## Tasks to perform
(A) List every question that the article on life insurance for seniors promises to answer.
(B) Carry the article on life insurance for seniors forward from its final sentence.

## Selected passage
********************

Last updated on September 22nd, 2021 at 06:26 pm
In this article, I will describe what your life insurance options are as a senior. Whether you need a policy for yourself or a loved one, stick around because this post will help you determine which type of coverage is best for you.
I promise to answer the following questions:
- How do the most common types of insurance policies work?
- Why would you want to buy one policy over another?
- What are the pros and cons of each?
Without further ado, let’s begin!
Term insurance, in short, terminates. It’s a temporary solution, meaning your coverage only lasts for a set period.
For most seniors over 60, a typical plan will last (at most) 30 years, with some policies ending after 15 to 20 years. It’s not uncommon for the length of coverage offered to get shorter as you age. I’ve seen some best term insurance policies as short as ten years.
So, why do people take out term insurance then?
Well, compared to other policies, term insurance provides more coverage for your money. Of course, this doesn’t mean that you should choose term insurance for this reason alone.
Term insurance is the most appropriate option when you have a “temporary problem”. For instance, a mortgage, hefty credit card debt, or another type of loan payment. The risk of these types of problems lasting your entire life is relatively low. Let’s take a look at mortgage payments as an example.
These days, more and more seniors entering retirement have yet to pay off their mortgages. This is where a term insurance policy comes in handy. With term insurance, families can use the payoff to cover the remaining mortgage.
Of course, this coverage is only required if the senior passes away before paying off their mortgage. So, from that perspective, once the mortgage is paid, they no longer need coverage. It’s a temporary financial issue that a term insurance policy can solve.

********************

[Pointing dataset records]

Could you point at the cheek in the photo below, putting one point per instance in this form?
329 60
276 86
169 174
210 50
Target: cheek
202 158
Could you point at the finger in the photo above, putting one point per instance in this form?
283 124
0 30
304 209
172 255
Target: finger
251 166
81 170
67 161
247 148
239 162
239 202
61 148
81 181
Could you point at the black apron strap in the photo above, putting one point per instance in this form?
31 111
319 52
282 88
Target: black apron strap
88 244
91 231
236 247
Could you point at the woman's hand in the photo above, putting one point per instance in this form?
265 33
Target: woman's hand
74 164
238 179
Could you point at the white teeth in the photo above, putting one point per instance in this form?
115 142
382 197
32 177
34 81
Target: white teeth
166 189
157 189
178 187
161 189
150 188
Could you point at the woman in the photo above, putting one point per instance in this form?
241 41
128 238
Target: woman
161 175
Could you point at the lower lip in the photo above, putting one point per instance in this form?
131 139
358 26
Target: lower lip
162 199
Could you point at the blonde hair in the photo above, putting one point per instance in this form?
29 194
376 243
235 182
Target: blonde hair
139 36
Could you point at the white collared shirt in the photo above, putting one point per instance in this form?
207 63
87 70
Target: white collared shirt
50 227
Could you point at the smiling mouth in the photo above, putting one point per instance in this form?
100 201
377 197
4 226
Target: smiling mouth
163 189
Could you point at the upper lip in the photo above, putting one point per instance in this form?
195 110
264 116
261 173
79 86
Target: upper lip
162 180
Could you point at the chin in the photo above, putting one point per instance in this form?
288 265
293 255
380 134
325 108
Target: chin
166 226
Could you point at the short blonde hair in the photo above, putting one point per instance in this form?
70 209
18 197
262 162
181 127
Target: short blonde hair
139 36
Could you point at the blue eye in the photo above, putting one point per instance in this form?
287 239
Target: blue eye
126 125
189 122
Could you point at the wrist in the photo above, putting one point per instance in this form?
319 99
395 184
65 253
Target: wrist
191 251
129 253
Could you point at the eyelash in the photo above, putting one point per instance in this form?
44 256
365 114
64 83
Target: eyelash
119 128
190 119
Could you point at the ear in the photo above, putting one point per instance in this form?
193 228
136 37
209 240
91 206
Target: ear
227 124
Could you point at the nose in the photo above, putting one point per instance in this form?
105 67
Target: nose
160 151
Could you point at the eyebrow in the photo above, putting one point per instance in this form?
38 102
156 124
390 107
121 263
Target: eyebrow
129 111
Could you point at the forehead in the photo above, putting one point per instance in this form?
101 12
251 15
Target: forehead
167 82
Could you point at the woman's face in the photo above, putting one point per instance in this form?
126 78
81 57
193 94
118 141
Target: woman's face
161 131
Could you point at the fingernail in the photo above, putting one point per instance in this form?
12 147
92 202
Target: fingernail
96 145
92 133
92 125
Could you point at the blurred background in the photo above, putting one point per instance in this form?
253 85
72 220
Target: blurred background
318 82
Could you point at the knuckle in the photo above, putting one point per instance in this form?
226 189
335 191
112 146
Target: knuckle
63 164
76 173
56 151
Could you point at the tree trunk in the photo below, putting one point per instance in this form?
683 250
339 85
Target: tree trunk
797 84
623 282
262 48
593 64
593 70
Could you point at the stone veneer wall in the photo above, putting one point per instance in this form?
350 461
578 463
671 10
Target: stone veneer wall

********************

## Answers to the tasks
(A)
- How do the most common types of insurance policies work?
- Why would you want to buy one policy over another?
- What are the pros and cons of each?

(B)
Whole Life Insurance
Whole life insurance is almost the exact opposite of term insurance. Whole life insurance, unlike temporary term insurance coverage, lasts your entire life.
As long as you keep paying the premium, your whole life insurance plan can NEVER cancel. And when you pass away, the policy will pay the death benefit in full.
Plus, there’s usually a price lock guarantee on premiums for seniors, meaning your monthly payments can NEVER increase. And if you qualify, you may be eligible for first-day full coverage for natural and accidental death.
So, when is whole life insurance a good choice?
You’ve probably guessed that whole life insurance is useful when you or your loved one has a permanent problem – an issue that you can’t avoid.
An obvious example that many Americans face but struggle to think about is kicking the bucket and dying (aka funeral expenses).
Simply put, millions of seniors either in retirement (or close to retirement) do not have enough money to pay off their funeral costs.
Now, this is where a whole life insurance policy comes in handy. Not only can you custom tailor the amount of coverage to match your final expenses, but you also never need to worry about outliving the policy.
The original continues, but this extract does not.